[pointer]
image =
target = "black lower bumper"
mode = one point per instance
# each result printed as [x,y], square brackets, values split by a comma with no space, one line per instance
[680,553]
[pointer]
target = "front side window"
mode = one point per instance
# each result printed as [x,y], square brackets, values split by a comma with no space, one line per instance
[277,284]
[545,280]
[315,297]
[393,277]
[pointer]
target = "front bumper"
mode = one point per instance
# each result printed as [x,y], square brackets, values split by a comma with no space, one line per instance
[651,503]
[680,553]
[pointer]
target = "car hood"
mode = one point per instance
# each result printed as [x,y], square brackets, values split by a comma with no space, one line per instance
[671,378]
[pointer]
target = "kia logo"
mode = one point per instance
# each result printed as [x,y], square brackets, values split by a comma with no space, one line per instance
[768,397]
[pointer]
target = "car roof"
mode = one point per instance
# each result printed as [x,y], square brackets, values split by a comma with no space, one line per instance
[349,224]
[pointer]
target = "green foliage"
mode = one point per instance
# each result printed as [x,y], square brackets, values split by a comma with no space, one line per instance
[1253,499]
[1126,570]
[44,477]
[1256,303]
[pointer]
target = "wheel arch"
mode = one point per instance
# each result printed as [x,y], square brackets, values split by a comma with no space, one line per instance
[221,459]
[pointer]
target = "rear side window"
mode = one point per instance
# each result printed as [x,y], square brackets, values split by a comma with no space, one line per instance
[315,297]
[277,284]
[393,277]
########################################
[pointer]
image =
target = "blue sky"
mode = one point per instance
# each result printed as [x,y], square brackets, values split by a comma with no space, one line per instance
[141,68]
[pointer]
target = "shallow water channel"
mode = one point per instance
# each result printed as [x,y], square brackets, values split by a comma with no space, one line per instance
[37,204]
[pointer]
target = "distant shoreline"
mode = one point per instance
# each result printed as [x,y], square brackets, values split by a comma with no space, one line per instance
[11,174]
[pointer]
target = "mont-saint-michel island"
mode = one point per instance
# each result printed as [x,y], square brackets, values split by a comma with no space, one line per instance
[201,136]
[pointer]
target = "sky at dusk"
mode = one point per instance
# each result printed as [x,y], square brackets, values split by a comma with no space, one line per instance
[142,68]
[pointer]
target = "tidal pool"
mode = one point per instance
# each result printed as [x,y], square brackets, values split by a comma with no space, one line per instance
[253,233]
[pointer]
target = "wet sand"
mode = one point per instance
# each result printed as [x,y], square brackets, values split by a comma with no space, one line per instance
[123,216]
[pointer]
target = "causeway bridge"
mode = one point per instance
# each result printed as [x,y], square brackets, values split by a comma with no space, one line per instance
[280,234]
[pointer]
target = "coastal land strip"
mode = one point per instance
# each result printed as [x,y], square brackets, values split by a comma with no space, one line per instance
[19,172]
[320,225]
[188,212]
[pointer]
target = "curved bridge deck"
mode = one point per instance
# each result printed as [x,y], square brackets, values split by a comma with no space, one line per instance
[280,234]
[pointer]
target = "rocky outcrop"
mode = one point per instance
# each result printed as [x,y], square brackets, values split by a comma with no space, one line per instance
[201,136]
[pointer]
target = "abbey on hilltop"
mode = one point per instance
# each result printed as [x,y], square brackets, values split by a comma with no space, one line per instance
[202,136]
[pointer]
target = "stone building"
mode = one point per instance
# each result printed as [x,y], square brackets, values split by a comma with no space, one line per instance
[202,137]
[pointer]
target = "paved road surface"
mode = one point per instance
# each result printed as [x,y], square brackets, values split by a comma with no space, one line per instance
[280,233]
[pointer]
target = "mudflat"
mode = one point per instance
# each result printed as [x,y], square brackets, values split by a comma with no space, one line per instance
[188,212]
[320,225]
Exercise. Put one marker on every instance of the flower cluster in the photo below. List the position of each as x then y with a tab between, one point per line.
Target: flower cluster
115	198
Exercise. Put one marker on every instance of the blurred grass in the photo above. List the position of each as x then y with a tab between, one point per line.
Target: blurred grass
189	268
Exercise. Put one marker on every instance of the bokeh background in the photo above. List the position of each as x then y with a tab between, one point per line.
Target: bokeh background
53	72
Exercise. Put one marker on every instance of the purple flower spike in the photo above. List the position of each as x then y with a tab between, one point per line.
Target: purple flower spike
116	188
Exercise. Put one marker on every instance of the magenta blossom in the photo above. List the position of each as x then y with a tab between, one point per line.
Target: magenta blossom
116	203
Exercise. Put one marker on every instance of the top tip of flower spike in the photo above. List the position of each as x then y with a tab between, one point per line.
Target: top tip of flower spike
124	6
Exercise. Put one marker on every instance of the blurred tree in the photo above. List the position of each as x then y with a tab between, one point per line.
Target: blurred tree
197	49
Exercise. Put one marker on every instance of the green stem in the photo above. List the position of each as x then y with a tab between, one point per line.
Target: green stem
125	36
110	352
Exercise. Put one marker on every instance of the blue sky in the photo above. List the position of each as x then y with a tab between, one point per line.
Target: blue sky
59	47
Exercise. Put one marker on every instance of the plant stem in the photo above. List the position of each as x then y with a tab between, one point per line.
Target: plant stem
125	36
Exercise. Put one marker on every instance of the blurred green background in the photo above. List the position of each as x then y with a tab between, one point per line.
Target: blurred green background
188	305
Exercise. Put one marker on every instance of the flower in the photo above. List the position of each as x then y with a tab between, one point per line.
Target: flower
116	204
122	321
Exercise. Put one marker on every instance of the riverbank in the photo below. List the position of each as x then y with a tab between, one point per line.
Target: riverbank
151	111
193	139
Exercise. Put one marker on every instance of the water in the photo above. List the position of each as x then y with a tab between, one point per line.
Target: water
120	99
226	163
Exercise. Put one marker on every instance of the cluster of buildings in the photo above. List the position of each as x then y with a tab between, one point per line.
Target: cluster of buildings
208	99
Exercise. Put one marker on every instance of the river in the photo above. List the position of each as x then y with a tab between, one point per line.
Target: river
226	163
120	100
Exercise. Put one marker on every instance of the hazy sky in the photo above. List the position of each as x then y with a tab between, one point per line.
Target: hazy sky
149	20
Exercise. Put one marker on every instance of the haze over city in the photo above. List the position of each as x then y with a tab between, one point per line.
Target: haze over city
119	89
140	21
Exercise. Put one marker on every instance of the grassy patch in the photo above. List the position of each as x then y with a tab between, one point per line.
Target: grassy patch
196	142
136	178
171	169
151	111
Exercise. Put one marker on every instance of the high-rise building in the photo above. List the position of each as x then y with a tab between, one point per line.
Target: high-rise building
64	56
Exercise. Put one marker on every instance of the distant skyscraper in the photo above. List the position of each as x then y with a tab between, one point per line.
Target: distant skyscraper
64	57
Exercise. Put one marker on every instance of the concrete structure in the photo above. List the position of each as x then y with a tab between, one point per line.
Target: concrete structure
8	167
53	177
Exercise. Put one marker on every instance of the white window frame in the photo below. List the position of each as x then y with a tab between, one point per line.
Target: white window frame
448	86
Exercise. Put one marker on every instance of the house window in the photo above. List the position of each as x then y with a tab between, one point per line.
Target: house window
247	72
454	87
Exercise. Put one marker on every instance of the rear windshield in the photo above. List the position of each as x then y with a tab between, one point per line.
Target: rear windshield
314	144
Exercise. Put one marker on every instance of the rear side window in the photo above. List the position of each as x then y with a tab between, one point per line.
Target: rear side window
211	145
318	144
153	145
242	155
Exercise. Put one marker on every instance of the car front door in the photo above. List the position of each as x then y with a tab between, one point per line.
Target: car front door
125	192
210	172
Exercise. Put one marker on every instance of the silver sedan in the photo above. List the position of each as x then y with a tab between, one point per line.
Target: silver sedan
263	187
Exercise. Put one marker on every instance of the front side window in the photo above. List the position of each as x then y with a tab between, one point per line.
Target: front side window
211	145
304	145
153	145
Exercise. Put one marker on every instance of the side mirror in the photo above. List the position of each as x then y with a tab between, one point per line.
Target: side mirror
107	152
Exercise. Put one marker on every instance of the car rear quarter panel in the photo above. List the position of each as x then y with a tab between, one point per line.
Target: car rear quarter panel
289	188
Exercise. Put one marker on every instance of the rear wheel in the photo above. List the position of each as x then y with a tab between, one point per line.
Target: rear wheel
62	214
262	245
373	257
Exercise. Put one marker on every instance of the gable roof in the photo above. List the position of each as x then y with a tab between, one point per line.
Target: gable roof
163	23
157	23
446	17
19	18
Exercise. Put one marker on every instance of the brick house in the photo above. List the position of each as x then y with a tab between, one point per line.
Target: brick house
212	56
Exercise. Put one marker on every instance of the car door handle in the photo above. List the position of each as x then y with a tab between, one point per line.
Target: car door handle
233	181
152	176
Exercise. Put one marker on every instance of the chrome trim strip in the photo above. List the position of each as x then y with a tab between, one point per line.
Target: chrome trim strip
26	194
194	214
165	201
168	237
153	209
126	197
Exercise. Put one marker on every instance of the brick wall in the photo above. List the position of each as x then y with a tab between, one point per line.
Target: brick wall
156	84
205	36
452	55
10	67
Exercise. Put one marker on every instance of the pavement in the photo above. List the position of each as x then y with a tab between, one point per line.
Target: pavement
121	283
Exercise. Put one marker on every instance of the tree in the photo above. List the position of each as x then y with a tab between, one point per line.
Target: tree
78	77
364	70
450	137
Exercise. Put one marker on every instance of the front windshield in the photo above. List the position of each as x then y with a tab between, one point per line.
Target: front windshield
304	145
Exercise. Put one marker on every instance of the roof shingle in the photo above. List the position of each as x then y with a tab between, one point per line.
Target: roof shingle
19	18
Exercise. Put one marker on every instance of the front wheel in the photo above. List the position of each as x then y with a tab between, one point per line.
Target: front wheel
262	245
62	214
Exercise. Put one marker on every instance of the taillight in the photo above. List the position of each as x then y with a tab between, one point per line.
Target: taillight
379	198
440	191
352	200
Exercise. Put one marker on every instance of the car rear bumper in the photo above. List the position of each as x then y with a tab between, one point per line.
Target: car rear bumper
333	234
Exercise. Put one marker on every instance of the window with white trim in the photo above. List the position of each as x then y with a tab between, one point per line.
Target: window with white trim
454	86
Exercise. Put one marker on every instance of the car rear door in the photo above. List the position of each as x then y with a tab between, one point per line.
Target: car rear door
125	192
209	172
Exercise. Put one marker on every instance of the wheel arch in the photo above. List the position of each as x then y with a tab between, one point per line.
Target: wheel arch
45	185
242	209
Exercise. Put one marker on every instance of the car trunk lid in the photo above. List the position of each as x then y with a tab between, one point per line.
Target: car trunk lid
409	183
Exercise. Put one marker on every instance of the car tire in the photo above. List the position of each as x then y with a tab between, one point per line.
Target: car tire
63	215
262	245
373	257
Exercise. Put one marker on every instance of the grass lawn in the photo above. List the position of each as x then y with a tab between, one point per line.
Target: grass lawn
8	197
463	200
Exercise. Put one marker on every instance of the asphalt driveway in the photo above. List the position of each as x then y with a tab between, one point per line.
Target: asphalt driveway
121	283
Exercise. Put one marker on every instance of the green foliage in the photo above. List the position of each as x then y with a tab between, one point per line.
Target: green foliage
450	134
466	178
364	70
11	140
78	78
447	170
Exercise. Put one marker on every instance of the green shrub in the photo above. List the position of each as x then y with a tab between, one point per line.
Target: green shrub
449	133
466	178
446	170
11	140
########################################
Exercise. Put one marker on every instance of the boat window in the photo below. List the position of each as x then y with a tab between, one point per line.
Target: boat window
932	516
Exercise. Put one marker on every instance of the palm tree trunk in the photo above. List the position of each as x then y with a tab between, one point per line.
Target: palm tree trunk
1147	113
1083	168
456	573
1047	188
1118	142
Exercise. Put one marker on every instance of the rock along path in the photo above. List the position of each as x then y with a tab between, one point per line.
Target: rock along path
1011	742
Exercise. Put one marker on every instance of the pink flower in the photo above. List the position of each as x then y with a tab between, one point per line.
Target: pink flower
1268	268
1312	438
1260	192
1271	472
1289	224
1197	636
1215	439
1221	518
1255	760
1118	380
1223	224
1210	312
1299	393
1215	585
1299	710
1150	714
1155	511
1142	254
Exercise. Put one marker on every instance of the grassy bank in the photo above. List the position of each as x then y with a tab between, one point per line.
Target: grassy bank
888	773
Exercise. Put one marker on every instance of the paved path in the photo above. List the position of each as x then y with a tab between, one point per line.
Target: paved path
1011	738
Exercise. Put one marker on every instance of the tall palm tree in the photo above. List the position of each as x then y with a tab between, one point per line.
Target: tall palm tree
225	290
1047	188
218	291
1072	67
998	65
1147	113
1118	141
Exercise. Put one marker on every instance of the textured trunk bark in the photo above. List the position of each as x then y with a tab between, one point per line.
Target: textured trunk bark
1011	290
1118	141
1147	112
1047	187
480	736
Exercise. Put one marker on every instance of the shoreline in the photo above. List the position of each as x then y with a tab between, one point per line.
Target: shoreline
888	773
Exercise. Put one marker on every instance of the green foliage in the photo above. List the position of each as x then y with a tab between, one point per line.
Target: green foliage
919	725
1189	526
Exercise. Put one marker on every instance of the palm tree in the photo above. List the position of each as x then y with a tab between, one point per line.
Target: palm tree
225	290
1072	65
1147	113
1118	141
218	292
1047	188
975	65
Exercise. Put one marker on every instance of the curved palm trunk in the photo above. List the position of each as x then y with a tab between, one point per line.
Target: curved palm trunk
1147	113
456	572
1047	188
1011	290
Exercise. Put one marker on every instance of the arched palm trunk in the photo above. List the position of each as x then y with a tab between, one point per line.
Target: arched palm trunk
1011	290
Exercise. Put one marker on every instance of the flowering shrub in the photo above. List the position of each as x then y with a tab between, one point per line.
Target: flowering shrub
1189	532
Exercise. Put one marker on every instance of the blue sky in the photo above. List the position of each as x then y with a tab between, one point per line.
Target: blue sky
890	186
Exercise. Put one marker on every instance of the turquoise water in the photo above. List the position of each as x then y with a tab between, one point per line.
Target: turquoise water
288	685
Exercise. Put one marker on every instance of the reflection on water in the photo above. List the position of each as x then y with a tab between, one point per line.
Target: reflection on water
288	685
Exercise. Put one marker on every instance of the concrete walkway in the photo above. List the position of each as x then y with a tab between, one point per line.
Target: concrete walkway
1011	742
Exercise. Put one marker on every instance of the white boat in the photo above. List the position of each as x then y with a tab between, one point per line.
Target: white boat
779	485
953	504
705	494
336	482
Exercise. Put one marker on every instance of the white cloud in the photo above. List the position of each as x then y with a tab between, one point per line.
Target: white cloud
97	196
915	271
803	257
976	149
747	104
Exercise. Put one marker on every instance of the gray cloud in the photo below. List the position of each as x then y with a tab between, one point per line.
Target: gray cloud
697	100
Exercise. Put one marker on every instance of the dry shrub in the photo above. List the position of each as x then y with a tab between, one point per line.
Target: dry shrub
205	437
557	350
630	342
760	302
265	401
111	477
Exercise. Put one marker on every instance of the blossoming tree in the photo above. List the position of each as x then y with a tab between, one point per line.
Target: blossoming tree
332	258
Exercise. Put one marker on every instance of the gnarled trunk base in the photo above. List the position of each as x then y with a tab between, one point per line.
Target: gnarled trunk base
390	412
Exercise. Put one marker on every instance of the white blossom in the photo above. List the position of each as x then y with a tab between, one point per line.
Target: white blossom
########################################
Stated task: Please count the lines of the material above that contain the string "flowering" and give only the number.

Solution for this task: 2